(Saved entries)
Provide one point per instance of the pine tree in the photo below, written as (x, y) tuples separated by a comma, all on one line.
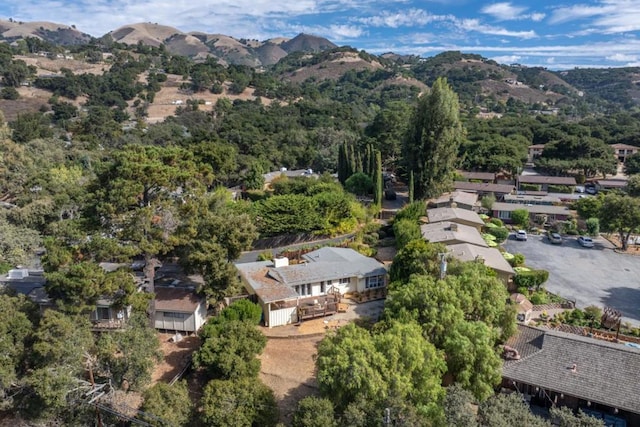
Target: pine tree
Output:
[(434, 135)]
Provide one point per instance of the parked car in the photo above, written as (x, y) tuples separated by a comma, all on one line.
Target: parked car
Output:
[(585, 242), (555, 238)]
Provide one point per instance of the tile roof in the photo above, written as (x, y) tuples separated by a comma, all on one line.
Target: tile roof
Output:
[(605, 373), (276, 284), (453, 214), (440, 232), (484, 187), (491, 256), (183, 300), (544, 179)]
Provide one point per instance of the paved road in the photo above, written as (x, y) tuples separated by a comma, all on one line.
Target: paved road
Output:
[(596, 276)]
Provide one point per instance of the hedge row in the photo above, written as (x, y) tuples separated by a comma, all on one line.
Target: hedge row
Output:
[(531, 279)]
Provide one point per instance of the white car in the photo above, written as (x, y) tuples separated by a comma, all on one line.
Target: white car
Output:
[(585, 242)]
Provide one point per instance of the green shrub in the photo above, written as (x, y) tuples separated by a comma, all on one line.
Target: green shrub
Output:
[(539, 297), (529, 187), (9, 93), (370, 239), (265, 256), (593, 226), (520, 217), (405, 231), (500, 233), (412, 211), (517, 260), (560, 189), (531, 279), (497, 221)]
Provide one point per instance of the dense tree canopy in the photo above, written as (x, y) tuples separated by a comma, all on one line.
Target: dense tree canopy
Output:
[(432, 140)]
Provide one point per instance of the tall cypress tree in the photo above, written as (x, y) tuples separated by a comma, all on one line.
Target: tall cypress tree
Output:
[(431, 144), (343, 163), (377, 181), (411, 187)]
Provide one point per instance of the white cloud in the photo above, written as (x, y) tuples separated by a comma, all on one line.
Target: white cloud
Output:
[(405, 18), (537, 16), (475, 25), (572, 13), (608, 16), (508, 12), (507, 59), (341, 32), (621, 57), (503, 11)]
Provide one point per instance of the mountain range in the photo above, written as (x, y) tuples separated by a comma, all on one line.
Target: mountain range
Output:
[(227, 49), (471, 75)]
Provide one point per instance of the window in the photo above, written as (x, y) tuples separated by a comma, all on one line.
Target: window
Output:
[(175, 315), (103, 313), (504, 214), (374, 282), (303, 290)]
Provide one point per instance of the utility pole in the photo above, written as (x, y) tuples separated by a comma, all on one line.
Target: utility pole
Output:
[(386, 420)]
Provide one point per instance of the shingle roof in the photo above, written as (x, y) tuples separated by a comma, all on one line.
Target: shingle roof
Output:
[(485, 176), (453, 214), (543, 179), (623, 147), (531, 198), (440, 232), (484, 187), (491, 256), (276, 284), (606, 373), (459, 197), (176, 299), (533, 209), (612, 183)]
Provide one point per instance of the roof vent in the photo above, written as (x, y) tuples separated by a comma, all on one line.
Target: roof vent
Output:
[(20, 273), (280, 262)]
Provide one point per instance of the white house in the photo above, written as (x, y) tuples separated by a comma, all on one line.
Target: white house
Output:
[(289, 293), (179, 309)]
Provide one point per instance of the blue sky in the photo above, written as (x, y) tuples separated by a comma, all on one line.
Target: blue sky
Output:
[(554, 34)]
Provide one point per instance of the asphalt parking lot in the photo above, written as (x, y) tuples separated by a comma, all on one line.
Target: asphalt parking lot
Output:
[(590, 276)]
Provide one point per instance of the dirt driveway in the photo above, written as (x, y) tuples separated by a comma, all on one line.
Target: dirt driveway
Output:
[(288, 361)]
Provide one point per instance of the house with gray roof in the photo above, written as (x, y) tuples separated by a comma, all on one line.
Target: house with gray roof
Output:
[(558, 368), (457, 215), (491, 257), (550, 213), (285, 291), (544, 181), (451, 233), (459, 199)]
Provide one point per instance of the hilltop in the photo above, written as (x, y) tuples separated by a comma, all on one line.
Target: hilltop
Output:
[(11, 31), (479, 82)]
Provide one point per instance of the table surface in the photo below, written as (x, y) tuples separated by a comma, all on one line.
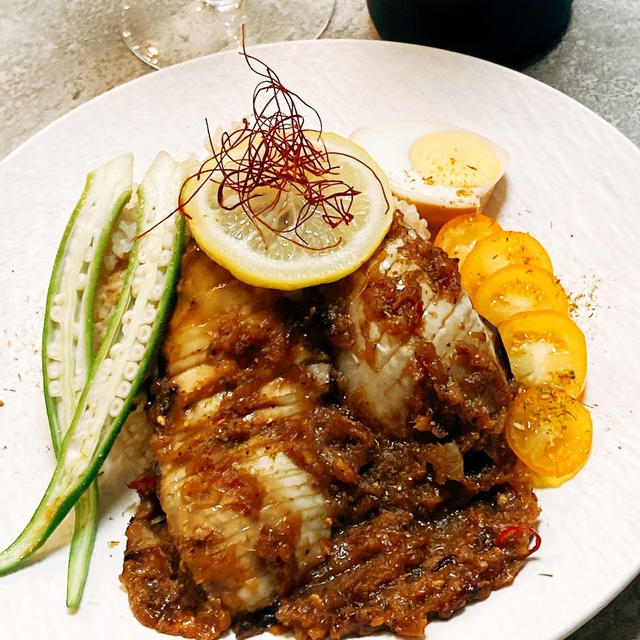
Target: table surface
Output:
[(58, 54)]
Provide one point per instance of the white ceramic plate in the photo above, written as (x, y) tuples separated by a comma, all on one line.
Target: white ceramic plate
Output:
[(572, 183)]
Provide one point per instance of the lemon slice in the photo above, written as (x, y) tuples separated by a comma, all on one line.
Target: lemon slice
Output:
[(281, 251)]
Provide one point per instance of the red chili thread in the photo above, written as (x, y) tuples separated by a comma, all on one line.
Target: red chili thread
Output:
[(276, 155), (507, 533)]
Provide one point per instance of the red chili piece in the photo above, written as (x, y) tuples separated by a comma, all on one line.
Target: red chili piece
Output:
[(507, 533), (144, 485)]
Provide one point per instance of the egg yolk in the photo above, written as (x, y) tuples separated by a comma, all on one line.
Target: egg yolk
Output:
[(455, 158)]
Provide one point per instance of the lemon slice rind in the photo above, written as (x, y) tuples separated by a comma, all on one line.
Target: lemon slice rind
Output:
[(302, 267)]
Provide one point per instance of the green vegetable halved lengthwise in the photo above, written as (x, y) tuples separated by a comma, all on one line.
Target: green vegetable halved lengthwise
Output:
[(67, 337), (121, 363)]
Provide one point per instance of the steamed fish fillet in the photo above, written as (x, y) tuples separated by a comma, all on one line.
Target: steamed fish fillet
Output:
[(240, 384), (411, 351)]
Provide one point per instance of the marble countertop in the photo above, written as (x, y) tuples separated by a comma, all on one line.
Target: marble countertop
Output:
[(57, 54)]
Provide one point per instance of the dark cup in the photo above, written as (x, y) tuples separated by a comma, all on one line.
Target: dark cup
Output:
[(509, 32)]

### Work request
What's needed is every line above, retyped exactly and free of pictures.

### Exercise output
Provide one point per instance of the pine tree in the photo below, written as (x, y) tuples separated by a comma, all on one line.
Target: pine tree
Output:
[(434, 135)]
Provide one point per instance of the parked car in the photo above, written as (x, y) tuples separated by a comma, all on one line.
Target: parked car
Output:
[(585, 242), (555, 238)]
Provide one point per instance of the tile roof in the photo above, written as (x, y) tuples separated by a comma, all on one line.
Target: tile roof
Output:
[(605, 373), (276, 284), (453, 214), (440, 232), (484, 187), (491, 256), (183, 300), (544, 179)]
Provide one point per instance of the paved road in the photo above, written as (x, y) tuples separated by a comma, all on one line.
Target: paved road
Output:
[(596, 276)]
Provide one point per instance of the hedge row in the photo above, written as (x, y) tuples separated by a comma, all on one line.
Target: hedge row
Output:
[(531, 279)]
Provide one point per instance of the white car in the photo above, written as (x, y) tuples separated by a comma, all on one line.
Target: white car
Output:
[(585, 242)]
Provide one point per instance of the green shrub in the photo above, written as (x, y) tuples separated by a comma, all on one line.
Target: green shrub
Output:
[(539, 297), (529, 187), (9, 93), (370, 239), (265, 256), (593, 226), (520, 217), (405, 231), (500, 233), (412, 211), (517, 260), (560, 189), (531, 279), (497, 221)]
Provide one point per instance of the dense tree canopy in the photo above, written as (x, y) tuples separated by a comma, all on one line.
Target: dense tree canopy
Output:
[(432, 140)]
Provide one point per instance of the tall cypress tree in the photo above, written as (x, y) tuples separated by a comma, all on one line.
Target: tall cypress tree
Output:
[(431, 144), (343, 163), (377, 181), (411, 187)]
Provide one point per instance of the white cloud in the photo above, written as (x, y) tuples separated by a comma, all on one line.
Target: white cloud
Output:
[(405, 18), (537, 16), (475, 25), (572, 13), (608, 16), (508, 12), (507, 59), (341, 32), (621, 57), (503, 11)]
Provide one point per instance of the mountain range in the photo above, written as (x, y) tuples separated by a comma, all on one line.
Target: mountain range
Output:
[(227, 49), (471, 75)]
Provide one point per instance of the window in the photo above, written as (x, y) tuples separated by a comma, all on one line.
Target: window
Output:
[(175, 315), (103, 313), (504, 214), (374, 282), (303, 290)]
Provide one point per instance of the utility pole in the photo above, written as (x, y) tuples separated by a comma, all on one line.
Target: utility pole
Output:
[(386, 420)]
Provide one point per instance of the shingle roof in the photo above, written as (x, y) tuples separated by a comma, all on one line.
Target: shingle roof
Output:
[(485, 176), (453, 214), (543, 179), (623, 147), (531, 198), (440, 232), (484, 187), (491, 256), (276, 284), (606, 373), (459, 197), (176, 299), (533, 209), (612, 183)]
Provide one point per instance of the roof vent in the photo above, written as (x, y) tuples separated by a comma, all on one line.
Target: roof vent
Output:
[(20, 273), (280, 262)]
Provide one point per instance of the white house in the photo above, written as (x, y) tuples separated by a comma, all on one line.
Target: white house
Output:
[(289, 293), (179, 309)]
Provide one point per instance of the blue sky in the photo above, written as (x, y) tuples separated by a comma, all on one line.
Target: blue sky
Output:
[(554, 34)]
Provide one point per instance of the asphalt parking lot in the photo above, written as (x, y) tuples separated by a comma, all on one line.
Target: asphalt parking lot
Output:
[(590, 276)]
Provide one point per instance of the dirt driveway in the photo above, written as (x, y) tuples separated by a comma, all on one line.
Target: dirt driveway
Output:
[(288, 361)]
Provide one point per instance of the house with gray roof in the photo above, written as (x, y) tuples separated by a comma, all on one line.
Target: house with gray roof
Output:
[(558, 368), (457, 215), (491, 257), (550, 213), (285, 291), (544, 181), (451, 233), (459, 199)]
Provide one point per instance of the hilltop in the photo above, written as (x, y) tuples separated by a comma, all on one line.
Target: hilltop
Output:
[(11, 31), (479, 82)]
Provide one point per instance of the table surface in the photo below, written as (x, y) tuples separated by a comma, all on one line.
Target: table surface
Output:
[(58, 54)]
Provide one point per instance of the white ceramic plate in the photo above, written as (x, y) tuples separated by a comma, all on one line.
Target: white ceramic plate
Output:
[(572, 183)]
Provide one point per instance of the lemon slice in the photo above, written as (x, y) tuples separated by a comma, all on one line.
Target: lemon slice
Output:
[(281, 251)]
Provide one point per instance of the red chili thread in the photo above, written as (x, y) tuples separated by a comma, all on one line.
Target: red chili thread
Output:
[(276, 155), (507, 533)]
Provide one point per instance of the red chili piece in the photo above, written as (x, y) tuples separated by a comma, all on one line.
Target: red chili piece
Output:
[(507, 533), (144, 485)]
Provide one point per instance of the egg yolk in the photo above, written as (x, y) tuples separated by a comma, all on one line.
Target: egg yolk
Output:
[(455, 158)]
Provide one point per instance of the lemon slice rind in the photo above, written as (x, y) tuples separated by a comma, all on one line.
Target: lemon slice rind
Output:
[(302, 267)]
Provide one point per instance of the green vegetable halved lengthwise in the photo above, written as (x, y) tuples separated by a comma, all on one line.
Target: green vegetable halved lengthwise
Output:
[(67, 337), (121, 363)]
Provide one point per instance of the steamed fish fillet in the photo above, written as (x, y) tuples separated by a comma, all on one line.
Target: steamed fish fillet
Output:
[(240, 384), (411, 351)]
Provide one point per instance of the marble countertop in the photo above, written as (x, y) tuples separated by a comma, all on one line.
Target: marble countertop
Output:
[(57, 54)]
Provide one point per instance of the dark cup in the photo above, written as (x, y) tuples separated by a comma, all on one line.
Target: dark cup
Output:
[(509, 32)]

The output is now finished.